BEGIN

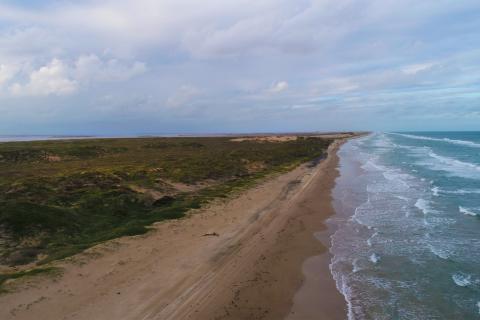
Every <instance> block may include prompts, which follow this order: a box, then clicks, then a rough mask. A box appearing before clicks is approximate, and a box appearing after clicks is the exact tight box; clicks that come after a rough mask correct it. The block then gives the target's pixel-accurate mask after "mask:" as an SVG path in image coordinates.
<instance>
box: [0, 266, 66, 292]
mask: <svg viewBox="0 0 480 320" xmlns="http://www.w3.org/2000/svg"><path fill="white" fill-rule="evenodd" d="M61 272H62V269H61V268H57V267H39V268H34V269H30V270H22V271H17V272H10V273H1V274H0V294H1V293H7V292H8V290H7V289H6V288H5V286H4V284H5V283H6V282H7V281H8V280H14V279H20V278H26V277H32V276H37V275H47V276H55V275H58V274H60V273H61Z"/></svg>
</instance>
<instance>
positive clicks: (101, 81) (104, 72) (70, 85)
mask: <svg viewBox="0 0 480 320" xmlns="http://www.w3.org/2000/svg"><path fill="white" fill-rule="evenodd" d="M28 70H29V68H25V70H23V73H27V74H20V76H19V77H18V78H20V79H17V80H16V81H15V82H14V83H13V84H12V85H11V86H10V87H9V89H10V93H12V94H13V95H15V96H48V95H57V96H61V95H69V94H73V93H75V92H77V91H78V90H79V89H81V88H82V87H86V86H88V85H90V84H92V83H99V82H122V81H127V80H129V79H131V78H133V77H135V76H138V75H141V74H143V73H144V72H145V71H146V66H145V64H144V63H142V62H138V61H135V62H133V63H127V62H123V61H119V60H117V59H110V60H107V61H102V60H101V59H100V58H99V57H97V56H96V55H93V54H91V55H82V56H80V57H79V58H78V59H76V61H75V62H74V63H71V64H68V63H67V62H66V61H64V60H61V59H57V58H54V59H52V60H51V61H50V62H49V63H48V64H46V65H44V66H41V67H39V68H38V69H34V70H33V71H32V70H30V71H28ZM18 73H19V68H18V66H17V67H15V66H13V65H12V66H10V65H0V85H1V84H2V83H5V82H7V81H10V80H12V79H13V78H14V77H15V76H16V75H17V74H18ZM22 75H23V76H26V78H27V79H26V81H21V78H22V77H21V76H22Z"/></svg>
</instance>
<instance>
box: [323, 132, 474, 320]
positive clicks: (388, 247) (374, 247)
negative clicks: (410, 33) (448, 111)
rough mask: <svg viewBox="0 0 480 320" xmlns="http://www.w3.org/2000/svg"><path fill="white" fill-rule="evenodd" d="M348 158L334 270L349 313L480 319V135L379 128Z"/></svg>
mask: <svg viewBox="0 0 480 320" xmlns="http://www.w3.org/2000/svg"><path fill="white" fill-rule="evenodd" d="M339 157H340V166H339V170H340V176H339V177H338V179H337V183H336V187H335V189H334V191H333V197H334V204H335V208H336V211H337V213H338V214H337V215H335V217H334V218H332V219H330V220H329V221H328V223H329V224H330V225H331V227H332V229H334V230H335V232H334V234H333V235H332V238H331V239H332V246H331V253H332V257H333V258H332V263H331V265H330V268H331V271H332V274H333V276H334V278H335V281H336V283H337V287H338V289H339V290H340V291H341V292H342V293H343V295H344V296H345V298H346V300H347V303H348V316H349V319H422V320H423V319H480V133H478V132H462V133H460V132H450V133H425V132H422V133H415V132H412V133H375V134H371V135H369V136H366V137H362V138H359V139H355V140H351V141H349V142H348V143H346V144H345V145H343V147H342V148H341V149H340V151H339Z"/></svg>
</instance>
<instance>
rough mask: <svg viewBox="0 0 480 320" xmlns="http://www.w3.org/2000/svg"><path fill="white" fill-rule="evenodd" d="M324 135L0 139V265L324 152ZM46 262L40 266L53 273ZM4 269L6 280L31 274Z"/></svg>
mask: <svg viewBox="0 0 480 320" xmlns="http://www.w3.org/2000/svg"><path fill="white" fill-rule="evenodd" d="M330 143H331V140H329V139H322V138H317V137H299V138H298V139H296V140H292V141H285V142H269V141H261V142H259V141H250V140H249V141H241V142H235V141H231V138H228V137H212V138H131V139H88V140H60V141H35V142H10V143H2V144H0V265H4V266H22V265H27V264H32V263H34V264H36V265H45V264H46V263H49V262H51V261H53V260H58V259H62V258H65V257H69V256H71V255H74V254H76V253H78V252H81V251H83V250H85V249H87V248H90V247H92V246H94V245H96V244H99V243H102V242H104V241H106V240H109V239H114V238H117V237H121V236H125V235H129V236H132V235H139V234H143V233H145V232H147V231H148V228H149V226H150V225H151V224H152V223H154V222H158V221H163V220H168V219H178V218H182V217H184V216H185V215H186V214H187V212H189V211H190V210H192V209H198V208H201V207H202V206H204V205H205V204H206V203H208V202H210V201H212V200H214V199H218V198H222V197H227V196H228V195H230V194H231V193H233V192H235V191H237V190H242V189H244V188H247V187H249V186H252V185H253V184H255V183H256V182H257V181H258V180H259V179H261V178H263V177H265V176H267V175H270V174H272V173H275V172H284V171H286V170H289V169H291V168H293V167H295V166H297V165H298V164H300V163H304V162H307V161H315V160H316V159H319V158H321V157H323V156H324V154H325V152H326V149H327V147H328V145H329V144H330ZM49 268H50V267H39V268H38V269H33V270H40V271H35V272H43V271H41V270H49ZM33 270H32V271H20V272H19V273H12V274H0V285H1V284H2V283H4V282H5V281H6V279H9V278H16V277H20V276H24V275H28V274H29V272H34V271H33Z"/></svg>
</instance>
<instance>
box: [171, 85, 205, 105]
mask: <svg viewBox="0 0 480 320" xmlns="http://www.w3.org/2000/svg"><path fill="white" fill-rule="evenodd" d="M201 94H202V91H201V90H200V89H198V88H196V87H194V86H190V85H183V86H181V87H180V88H178V89H177V91H176V92H175V93H174V94H173V95H171V96H170V97H168V99H167V101H166V105H167V106H168V107H180V106H184V105H186V104H188V103H190V102H192V100H193V99H194V98H196V97H198V96H199V95H201Z"/></svg>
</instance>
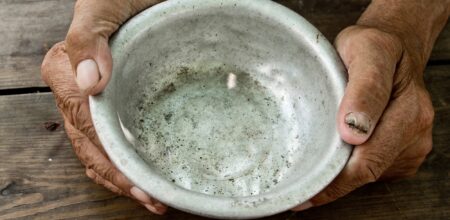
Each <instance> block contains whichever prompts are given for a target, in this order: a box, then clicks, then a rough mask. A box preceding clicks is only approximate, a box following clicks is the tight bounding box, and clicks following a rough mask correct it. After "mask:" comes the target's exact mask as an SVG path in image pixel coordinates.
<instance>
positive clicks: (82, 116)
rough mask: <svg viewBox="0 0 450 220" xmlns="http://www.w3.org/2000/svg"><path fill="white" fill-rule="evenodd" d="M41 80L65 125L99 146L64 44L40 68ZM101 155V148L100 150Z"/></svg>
mask: <svg viewBox="0 0 450 220" xmlns="http://www.w3.org/2000/svg"><path fill="white" fill-rule="evenodd" d="M41 74H42V79H43V80H44V81H45V83H46V84H47V85H48V86H50V88H51V89H52V91H53V94H54V96H55V98H56V103H57V106H58V109H59V110H60V111H61V113H62V114H64V115H65V116H66V119H67V121H66V122H67V123H70V124H72V125H73V126H74V127H75V128H76V129H78V130H80V131H81V132H82V133H84V134H85V135H86V136H87V137H88V138H89V139H90V140H91V141H92V142H93V143H94V145H96V146H101V144H100V141H99V139H98V137H97V134H96V132H95V129H94V126H93V124H92V120H91V115H90V111H89V103H88V100H87V97H85V96H83V95H82V94H81V93H80V90H79V89H78V87H77V84H76V83H75V81H74V78H73V75H72V71H71V66H70V62H69V57H68V56H67V53H66V46H65V43H64V42H60V43H57V44H55V45H54V46H53V47H52V48H51V49H50V50H49V51H48V53H47V54H46V56H45V58H44V61H43V63H42V66H41ZM100 150H101V151H102V152H103V153H104V151H103V148H101V149H100Z"/></svg>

END

AIM OF THE TASK:
Find the word "target" in the entries. Copy each line that holds it.

OUTPUT OF THE TASK:
Every <instance> block may include prompts, which follow this order: a box, then clicks, then a rough mask. A box appearing before clicks is approximate, and a box appearing after clicks is the exact tight box; clicks that come after a rough mask correct it. The block then gives the target's pixel-accurate mask after "mask:" as an SVG path in image coordinates.
Each <instance> block contains whichever prompts are given for a target, in this order: a box, then clicks, then a rough mask. A box preceding clicks is only approximate, a box following clicks is the tight bounding box, and clicks following a rough mask correct it. After "mask:" comes the target's exact mask as an SVG path in image pixel coordinates.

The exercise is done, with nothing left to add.